» Task directions: Give the count of lines in the entries that include "woman", and write nothing besides it.

» Data for this task:
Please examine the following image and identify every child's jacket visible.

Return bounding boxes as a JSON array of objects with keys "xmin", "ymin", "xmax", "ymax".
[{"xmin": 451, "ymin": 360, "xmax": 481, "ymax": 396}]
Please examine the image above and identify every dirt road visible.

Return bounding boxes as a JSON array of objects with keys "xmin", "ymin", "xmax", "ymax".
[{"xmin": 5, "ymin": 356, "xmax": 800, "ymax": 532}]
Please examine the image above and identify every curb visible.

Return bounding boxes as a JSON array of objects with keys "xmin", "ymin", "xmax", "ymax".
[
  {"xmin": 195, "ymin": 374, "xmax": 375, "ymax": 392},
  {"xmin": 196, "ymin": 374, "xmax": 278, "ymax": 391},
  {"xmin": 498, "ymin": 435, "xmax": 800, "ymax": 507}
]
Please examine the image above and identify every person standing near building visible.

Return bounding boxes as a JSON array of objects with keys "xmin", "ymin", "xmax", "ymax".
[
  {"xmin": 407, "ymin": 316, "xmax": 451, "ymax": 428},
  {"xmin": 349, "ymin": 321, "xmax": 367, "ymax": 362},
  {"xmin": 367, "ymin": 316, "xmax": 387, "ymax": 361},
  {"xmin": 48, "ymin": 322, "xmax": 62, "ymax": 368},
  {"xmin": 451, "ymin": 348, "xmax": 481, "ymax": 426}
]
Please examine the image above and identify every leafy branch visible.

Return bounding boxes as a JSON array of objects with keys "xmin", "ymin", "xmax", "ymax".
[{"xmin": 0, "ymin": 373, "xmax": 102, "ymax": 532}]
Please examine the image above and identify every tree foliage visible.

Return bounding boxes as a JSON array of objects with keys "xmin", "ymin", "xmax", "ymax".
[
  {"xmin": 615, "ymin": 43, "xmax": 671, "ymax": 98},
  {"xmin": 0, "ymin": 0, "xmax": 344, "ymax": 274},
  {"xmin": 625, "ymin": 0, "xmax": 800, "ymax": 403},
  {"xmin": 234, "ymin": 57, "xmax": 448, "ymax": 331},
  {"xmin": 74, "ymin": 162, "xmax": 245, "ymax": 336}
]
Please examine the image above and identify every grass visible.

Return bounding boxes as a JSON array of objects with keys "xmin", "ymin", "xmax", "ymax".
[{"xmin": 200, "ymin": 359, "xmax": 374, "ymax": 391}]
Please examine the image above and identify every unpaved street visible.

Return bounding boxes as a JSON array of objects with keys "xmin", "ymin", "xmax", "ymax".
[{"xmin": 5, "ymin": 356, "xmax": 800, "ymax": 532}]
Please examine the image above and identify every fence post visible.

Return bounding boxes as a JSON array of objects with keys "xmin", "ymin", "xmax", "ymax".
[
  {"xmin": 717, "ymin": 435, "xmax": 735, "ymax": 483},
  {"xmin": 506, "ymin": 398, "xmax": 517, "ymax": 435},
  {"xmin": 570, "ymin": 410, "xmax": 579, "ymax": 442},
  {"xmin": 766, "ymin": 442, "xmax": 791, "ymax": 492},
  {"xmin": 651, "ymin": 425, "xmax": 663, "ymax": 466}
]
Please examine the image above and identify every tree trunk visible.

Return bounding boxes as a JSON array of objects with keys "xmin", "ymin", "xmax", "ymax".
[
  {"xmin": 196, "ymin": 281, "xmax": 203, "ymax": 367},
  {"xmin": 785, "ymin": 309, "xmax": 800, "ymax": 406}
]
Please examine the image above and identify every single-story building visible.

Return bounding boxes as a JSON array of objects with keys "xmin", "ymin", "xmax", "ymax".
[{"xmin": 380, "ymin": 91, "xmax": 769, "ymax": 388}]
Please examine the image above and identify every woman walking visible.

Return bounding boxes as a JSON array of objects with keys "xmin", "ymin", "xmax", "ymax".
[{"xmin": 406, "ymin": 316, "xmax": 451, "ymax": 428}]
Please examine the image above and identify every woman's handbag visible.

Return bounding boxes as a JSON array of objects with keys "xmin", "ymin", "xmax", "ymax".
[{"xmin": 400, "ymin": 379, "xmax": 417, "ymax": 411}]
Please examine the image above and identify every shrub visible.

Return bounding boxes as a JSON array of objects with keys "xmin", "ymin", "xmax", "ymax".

» The completed task: 2